#### [Provided information]

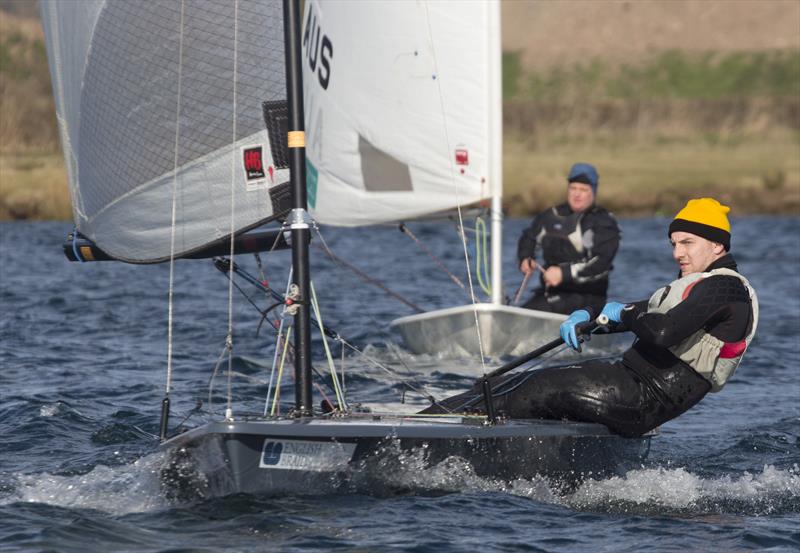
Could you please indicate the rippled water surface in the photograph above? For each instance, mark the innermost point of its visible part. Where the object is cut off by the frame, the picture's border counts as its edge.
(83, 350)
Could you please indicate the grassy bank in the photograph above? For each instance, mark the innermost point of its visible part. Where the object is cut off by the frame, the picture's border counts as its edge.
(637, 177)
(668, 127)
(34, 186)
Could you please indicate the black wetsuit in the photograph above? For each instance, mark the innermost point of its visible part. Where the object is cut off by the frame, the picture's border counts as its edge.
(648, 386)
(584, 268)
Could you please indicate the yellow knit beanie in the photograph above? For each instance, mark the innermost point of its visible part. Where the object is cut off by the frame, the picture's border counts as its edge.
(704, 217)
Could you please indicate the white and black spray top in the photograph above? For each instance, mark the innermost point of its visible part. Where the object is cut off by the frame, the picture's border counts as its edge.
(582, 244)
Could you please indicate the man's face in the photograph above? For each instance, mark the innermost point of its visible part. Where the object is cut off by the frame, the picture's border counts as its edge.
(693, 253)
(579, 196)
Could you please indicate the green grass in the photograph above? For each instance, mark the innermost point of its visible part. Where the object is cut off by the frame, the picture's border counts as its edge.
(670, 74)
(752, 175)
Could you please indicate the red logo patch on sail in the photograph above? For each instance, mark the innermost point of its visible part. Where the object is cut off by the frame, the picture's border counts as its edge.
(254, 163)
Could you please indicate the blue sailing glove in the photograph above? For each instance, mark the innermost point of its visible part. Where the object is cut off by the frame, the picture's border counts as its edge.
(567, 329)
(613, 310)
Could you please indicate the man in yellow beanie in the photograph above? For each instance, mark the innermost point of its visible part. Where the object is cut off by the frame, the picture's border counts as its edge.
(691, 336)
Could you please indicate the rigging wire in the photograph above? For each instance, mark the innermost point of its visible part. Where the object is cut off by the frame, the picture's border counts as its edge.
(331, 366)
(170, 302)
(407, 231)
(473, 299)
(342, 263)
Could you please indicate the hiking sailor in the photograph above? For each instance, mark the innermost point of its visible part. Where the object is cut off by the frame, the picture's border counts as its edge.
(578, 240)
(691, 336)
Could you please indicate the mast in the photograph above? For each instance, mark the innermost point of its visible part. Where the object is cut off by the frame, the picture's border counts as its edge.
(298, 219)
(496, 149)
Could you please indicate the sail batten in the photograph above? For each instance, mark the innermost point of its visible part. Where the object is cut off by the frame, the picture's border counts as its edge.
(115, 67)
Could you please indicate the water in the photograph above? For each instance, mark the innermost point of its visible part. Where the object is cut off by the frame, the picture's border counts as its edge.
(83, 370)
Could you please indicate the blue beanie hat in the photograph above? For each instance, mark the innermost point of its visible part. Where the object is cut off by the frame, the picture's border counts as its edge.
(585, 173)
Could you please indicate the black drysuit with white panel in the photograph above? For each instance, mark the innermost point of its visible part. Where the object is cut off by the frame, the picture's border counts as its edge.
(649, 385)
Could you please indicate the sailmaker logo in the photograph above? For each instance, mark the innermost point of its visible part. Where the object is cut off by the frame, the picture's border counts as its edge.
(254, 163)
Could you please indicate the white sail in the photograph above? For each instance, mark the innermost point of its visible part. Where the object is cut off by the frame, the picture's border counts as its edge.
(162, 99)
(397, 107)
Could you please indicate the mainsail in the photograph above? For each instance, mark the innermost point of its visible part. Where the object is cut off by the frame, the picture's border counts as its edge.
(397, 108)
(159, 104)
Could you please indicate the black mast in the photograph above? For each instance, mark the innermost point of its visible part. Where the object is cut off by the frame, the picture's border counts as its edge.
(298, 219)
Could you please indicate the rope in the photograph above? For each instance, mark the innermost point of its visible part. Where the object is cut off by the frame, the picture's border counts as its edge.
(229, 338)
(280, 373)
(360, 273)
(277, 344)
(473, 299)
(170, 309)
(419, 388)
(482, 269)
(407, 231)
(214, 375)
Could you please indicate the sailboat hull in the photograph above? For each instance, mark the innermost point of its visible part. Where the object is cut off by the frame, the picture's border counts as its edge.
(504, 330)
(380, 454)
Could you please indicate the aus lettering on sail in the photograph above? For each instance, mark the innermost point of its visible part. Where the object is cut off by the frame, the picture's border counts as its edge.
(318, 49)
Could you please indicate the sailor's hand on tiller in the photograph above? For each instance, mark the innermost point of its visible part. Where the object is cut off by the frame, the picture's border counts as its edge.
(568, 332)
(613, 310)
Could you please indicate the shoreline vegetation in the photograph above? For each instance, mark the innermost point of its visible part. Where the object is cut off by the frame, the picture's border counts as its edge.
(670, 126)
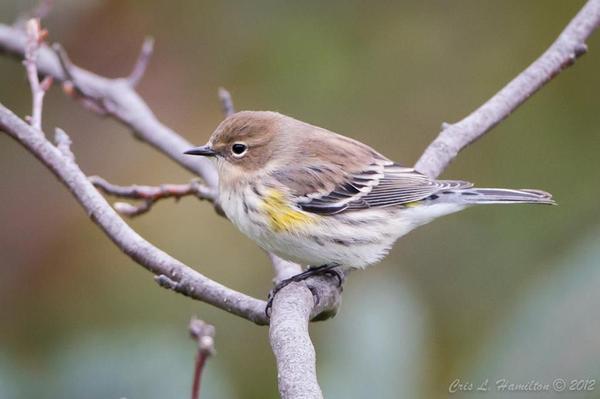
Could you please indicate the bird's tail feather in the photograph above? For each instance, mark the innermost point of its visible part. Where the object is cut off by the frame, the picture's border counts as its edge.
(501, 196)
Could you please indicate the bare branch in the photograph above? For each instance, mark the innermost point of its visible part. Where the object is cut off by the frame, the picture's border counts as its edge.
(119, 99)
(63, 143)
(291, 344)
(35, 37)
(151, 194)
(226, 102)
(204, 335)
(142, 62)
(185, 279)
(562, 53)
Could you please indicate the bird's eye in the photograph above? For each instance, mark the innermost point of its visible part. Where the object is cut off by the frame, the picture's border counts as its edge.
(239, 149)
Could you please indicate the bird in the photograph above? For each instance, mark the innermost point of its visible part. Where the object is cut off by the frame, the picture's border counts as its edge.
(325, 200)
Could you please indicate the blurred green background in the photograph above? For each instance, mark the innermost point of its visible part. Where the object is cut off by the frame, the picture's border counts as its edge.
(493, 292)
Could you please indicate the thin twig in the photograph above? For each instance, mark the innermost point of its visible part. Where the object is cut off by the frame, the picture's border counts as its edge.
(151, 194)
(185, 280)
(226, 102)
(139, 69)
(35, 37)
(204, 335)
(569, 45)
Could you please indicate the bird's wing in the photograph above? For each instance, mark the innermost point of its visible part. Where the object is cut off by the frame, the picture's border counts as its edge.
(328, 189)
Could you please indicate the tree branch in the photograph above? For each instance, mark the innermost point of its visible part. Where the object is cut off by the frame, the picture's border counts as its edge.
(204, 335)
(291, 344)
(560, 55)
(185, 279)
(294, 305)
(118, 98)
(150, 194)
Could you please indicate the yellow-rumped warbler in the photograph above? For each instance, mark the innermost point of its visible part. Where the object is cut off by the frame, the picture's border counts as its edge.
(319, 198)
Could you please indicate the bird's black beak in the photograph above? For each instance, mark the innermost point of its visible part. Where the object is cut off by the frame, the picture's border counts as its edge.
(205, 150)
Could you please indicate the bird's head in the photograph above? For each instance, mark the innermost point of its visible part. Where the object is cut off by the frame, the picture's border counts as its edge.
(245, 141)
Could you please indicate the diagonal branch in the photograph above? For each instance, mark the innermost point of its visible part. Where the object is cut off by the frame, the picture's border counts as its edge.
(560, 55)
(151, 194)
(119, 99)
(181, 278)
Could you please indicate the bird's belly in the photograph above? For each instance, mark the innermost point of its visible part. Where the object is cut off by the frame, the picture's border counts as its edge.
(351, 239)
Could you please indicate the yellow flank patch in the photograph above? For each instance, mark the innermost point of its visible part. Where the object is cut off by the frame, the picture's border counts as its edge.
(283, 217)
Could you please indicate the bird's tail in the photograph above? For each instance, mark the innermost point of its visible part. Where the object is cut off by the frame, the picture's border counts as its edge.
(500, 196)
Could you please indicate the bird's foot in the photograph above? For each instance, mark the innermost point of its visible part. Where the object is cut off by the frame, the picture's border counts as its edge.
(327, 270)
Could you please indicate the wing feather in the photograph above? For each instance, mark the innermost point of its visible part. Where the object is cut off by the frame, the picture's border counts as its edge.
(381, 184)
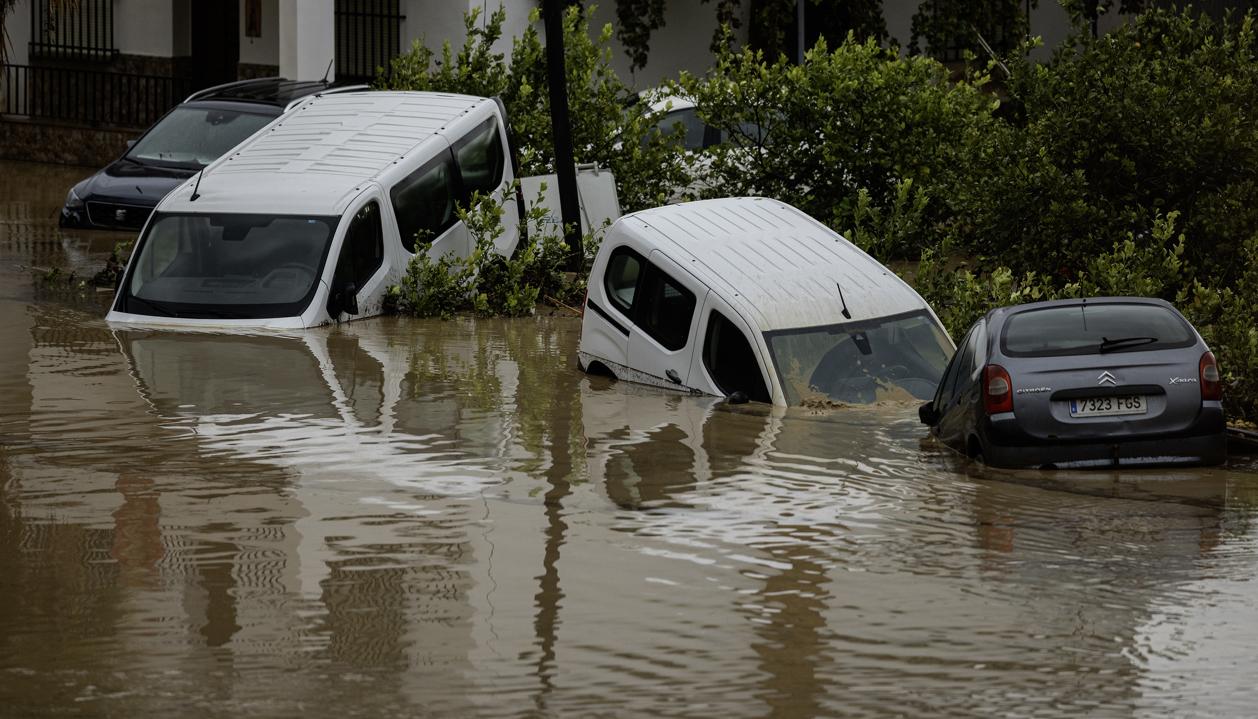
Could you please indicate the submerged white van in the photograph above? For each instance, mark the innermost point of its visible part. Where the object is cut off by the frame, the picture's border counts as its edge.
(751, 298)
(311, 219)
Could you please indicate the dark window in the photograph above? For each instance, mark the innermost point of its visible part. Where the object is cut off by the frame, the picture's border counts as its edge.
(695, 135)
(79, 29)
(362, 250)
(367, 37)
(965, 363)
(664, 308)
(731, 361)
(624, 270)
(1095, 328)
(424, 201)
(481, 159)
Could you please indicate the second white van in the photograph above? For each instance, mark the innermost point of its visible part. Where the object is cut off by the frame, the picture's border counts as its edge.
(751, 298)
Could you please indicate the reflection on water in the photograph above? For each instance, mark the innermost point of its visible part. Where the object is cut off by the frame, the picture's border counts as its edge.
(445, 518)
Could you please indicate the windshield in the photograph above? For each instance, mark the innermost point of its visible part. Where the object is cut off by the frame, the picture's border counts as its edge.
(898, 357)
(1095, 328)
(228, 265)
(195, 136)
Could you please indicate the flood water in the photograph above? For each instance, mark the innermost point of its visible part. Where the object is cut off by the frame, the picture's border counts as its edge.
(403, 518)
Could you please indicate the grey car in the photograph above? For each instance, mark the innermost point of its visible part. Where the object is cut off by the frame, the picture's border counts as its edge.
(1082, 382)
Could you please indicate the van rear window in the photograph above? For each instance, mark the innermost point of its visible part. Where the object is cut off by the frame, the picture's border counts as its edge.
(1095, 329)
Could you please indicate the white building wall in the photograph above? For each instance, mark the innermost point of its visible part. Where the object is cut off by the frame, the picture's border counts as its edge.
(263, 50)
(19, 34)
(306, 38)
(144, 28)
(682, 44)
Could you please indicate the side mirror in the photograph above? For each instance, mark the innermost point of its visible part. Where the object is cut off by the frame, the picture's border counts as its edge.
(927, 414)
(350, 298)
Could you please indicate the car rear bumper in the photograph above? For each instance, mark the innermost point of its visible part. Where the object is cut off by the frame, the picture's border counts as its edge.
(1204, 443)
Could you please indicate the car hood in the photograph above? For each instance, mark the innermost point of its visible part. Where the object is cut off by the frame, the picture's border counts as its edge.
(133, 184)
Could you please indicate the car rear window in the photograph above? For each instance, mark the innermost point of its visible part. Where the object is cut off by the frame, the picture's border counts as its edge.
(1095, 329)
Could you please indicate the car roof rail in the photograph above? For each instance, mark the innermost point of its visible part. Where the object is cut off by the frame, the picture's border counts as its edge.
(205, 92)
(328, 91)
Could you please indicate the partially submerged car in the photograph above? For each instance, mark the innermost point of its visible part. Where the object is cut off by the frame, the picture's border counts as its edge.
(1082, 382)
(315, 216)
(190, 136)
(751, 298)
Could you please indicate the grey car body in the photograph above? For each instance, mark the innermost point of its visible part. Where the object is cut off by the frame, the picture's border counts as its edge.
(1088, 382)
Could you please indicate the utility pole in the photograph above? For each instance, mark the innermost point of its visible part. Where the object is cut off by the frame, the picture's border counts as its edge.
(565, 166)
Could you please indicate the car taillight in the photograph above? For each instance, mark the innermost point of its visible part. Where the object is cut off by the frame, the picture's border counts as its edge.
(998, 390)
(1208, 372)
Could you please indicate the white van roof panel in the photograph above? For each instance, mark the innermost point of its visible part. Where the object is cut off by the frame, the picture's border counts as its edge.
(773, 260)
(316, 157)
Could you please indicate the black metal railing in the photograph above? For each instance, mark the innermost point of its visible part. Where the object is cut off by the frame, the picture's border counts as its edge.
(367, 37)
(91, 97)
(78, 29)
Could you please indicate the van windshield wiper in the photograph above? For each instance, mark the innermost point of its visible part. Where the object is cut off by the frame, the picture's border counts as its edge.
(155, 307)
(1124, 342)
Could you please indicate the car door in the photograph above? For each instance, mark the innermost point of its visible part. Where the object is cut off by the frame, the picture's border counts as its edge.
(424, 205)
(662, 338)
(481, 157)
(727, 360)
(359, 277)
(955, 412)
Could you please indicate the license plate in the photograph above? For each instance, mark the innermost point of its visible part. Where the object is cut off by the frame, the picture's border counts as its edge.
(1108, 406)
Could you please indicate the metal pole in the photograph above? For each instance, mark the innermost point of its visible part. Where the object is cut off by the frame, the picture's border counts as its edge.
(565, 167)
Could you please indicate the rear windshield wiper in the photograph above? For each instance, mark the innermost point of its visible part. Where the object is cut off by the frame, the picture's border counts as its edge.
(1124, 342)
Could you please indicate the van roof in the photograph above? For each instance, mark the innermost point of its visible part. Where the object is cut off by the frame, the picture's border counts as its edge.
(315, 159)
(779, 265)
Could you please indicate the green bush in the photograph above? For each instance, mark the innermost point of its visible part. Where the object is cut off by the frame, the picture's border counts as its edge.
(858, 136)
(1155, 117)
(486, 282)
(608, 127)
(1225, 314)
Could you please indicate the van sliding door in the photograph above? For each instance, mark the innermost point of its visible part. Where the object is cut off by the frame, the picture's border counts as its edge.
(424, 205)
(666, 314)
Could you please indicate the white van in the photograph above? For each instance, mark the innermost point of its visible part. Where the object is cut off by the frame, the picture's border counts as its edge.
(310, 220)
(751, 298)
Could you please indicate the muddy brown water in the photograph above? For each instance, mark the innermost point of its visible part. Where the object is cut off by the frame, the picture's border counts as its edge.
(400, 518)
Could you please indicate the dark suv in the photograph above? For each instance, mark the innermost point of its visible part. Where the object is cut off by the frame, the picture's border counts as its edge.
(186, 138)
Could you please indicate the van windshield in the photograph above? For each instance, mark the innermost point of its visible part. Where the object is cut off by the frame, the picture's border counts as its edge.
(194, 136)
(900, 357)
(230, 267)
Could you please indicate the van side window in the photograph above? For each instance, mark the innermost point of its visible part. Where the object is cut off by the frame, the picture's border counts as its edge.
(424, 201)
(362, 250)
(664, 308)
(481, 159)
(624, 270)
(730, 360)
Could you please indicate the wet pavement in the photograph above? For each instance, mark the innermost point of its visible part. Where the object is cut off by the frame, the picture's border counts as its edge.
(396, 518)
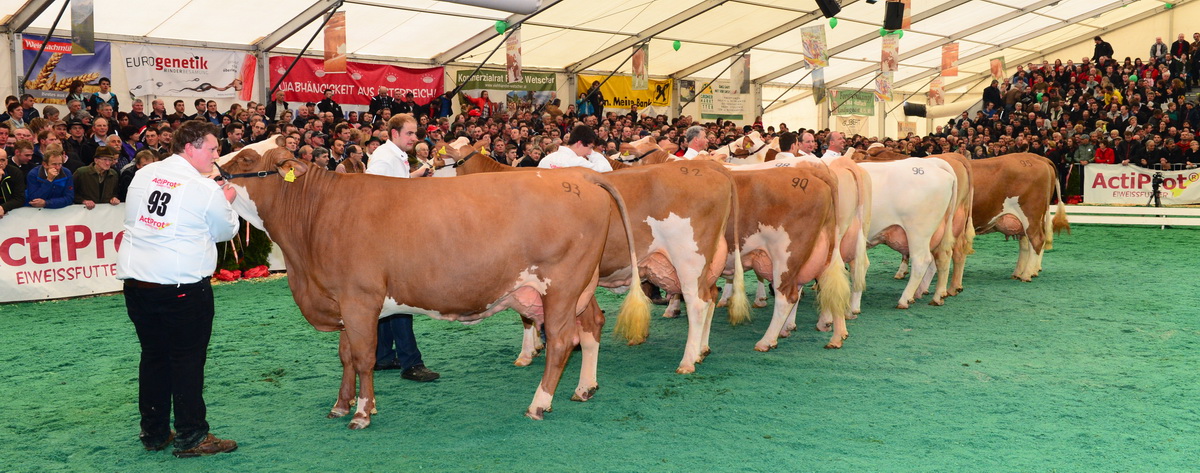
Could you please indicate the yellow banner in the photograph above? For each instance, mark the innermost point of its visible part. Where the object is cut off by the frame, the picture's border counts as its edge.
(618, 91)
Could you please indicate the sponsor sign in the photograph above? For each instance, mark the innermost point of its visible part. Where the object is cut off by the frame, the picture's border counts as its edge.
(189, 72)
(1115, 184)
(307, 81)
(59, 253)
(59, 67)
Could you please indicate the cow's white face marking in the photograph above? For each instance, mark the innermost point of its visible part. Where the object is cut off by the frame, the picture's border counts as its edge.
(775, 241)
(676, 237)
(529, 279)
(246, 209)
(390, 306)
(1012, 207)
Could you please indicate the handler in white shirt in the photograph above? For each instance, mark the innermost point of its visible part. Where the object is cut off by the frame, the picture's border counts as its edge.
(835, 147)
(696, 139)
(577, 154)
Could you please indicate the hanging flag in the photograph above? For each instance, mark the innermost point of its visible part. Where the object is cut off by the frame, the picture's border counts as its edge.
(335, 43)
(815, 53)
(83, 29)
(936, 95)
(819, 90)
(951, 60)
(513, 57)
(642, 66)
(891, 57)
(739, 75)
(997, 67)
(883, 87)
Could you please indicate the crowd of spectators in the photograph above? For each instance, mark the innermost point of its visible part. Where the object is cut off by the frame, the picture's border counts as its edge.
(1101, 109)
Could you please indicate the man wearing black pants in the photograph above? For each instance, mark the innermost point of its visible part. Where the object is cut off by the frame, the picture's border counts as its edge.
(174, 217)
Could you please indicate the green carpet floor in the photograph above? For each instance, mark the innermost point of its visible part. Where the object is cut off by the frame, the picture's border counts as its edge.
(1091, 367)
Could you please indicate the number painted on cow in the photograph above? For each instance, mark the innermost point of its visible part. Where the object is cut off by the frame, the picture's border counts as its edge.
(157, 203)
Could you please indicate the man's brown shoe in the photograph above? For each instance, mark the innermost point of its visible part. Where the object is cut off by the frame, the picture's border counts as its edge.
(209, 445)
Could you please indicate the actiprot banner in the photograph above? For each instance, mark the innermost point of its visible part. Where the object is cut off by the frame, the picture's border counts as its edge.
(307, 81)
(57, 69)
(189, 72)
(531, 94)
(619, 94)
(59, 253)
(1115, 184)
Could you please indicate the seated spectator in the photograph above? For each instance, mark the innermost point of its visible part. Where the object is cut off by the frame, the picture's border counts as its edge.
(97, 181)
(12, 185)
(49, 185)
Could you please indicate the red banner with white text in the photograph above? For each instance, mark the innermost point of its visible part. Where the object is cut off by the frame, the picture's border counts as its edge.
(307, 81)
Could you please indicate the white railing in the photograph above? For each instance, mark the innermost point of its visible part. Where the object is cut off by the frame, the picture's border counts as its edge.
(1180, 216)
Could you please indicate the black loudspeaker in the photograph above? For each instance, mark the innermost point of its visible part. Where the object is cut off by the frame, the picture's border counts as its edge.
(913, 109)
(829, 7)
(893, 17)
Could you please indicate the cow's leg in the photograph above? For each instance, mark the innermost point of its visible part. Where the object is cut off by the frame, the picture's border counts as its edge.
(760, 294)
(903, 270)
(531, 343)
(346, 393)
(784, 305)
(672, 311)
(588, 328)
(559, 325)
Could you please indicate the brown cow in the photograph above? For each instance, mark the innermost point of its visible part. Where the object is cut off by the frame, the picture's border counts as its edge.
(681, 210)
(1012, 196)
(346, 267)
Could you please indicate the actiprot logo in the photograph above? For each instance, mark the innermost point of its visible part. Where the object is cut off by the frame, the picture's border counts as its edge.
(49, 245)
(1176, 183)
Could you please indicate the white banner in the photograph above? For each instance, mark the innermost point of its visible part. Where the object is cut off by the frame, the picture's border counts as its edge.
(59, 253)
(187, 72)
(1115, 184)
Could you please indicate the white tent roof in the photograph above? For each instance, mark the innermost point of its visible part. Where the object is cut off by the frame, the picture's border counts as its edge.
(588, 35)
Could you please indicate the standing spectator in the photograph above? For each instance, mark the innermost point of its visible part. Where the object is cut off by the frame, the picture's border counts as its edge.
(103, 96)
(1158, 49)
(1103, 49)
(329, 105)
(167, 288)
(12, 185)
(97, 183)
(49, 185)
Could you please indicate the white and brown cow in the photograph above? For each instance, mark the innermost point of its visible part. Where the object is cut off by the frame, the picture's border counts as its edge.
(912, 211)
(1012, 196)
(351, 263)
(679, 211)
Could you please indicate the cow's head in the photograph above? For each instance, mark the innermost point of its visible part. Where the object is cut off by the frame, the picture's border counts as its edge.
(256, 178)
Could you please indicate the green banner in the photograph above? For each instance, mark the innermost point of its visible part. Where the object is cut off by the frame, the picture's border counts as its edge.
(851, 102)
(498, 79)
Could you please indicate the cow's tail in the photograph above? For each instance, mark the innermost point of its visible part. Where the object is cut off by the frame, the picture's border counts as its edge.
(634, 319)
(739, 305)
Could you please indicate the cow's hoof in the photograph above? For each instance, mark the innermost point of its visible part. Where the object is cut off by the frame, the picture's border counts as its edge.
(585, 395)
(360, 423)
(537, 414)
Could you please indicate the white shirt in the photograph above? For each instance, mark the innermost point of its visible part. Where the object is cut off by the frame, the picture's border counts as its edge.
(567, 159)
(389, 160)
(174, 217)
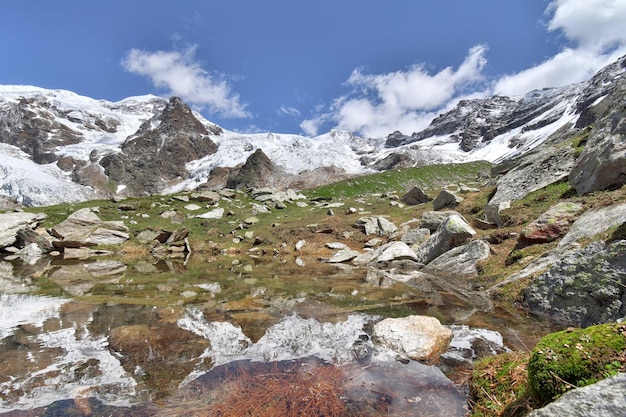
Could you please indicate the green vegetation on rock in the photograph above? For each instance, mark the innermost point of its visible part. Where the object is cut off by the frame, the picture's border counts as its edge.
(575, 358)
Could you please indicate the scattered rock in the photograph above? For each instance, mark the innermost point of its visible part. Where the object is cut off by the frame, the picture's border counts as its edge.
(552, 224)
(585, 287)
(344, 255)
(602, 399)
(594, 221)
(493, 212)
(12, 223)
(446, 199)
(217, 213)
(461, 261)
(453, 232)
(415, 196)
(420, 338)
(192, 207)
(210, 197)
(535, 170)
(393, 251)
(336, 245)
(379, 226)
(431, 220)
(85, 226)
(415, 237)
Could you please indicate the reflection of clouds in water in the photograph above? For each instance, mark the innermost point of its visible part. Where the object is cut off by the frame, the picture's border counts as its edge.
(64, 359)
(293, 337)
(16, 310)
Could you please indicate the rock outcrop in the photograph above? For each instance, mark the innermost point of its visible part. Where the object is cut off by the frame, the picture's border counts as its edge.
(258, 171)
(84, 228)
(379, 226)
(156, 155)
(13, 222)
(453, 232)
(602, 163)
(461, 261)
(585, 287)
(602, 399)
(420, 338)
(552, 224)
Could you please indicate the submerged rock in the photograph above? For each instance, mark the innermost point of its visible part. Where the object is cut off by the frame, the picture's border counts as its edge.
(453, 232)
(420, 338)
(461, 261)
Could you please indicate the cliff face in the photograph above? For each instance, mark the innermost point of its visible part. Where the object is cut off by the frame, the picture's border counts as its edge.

#### [What to do]
Everything from the line that contains "Could you please indicate the white shirt" to the final line of the data is to be duplicated exactly, both ends included, except the pictures.

#### [Written solution]
Could you please indicate the white shirt in the photograph above? For each instance, mark the innermost point of its visible part. Where the object is cut off by the frame, the picture's border counts as its edge.
(567, 159)
(389, 160)
(174, 217)
Could you please indicate the green vegetation on rock in the photograph above? For each instance, mark the innermost point of its visible part. Where the object is cut off by the frame, the picture's border counts as its edge.
(575, 358)
Could you please indicate the scattered rock in the photograph above? For each instance, mark the innermost point of its visible part. Where the object is cut off by the frame, the picture's border counts as its edge.
(552, 224)
(585, 287)
(344, 255)
(602, 399)
(594, 221)
(493, 212)
(12, 223)
(446, 199)
(217, 213)
(461, 261)
(453, 232)
(415, 196)
(420, 338)
(192, 207)
(210, 197)
(535, 170)
(393, 251)
(336, 245)
(379, 226)
(431, 220)
(85, 226)
(415, 237)
Could you please indicate the reflection of clouds in water in the photograph above? For each instance, mark the innermost point of its visible part. Where the object is cut off by the frame, the picture's border counts as its edge.
(64, 359)
(293, 337)
(16, 310)
Could you please indicate the rock outcrop in the photograph above? For each instance, mark the innermost point of its visible part. Where the object is cut off by the frame, the picture's border counts as its edge.
(258, 171)
(84, 228)
(379, 226)
(156, 155)
(13, 222)
(453, 232)
(602, 163)
(461, 261)
(585, 287)
(602, 399)
(420, 338)
(552, 224)
Could you please indicate the submerged rock in the photograph above? For each instance, mark the innermost point of its visible part. Where the object is cut off by the frame, the picture's border counts as its edge.
(453, 232)
(420, 338)
(461, 261)
Could you please indicate the cliff face in the photograph above? For each instance, mark the innermost point of its visible part. Where the object is cut off by the frame, the picture's border counts as its edge.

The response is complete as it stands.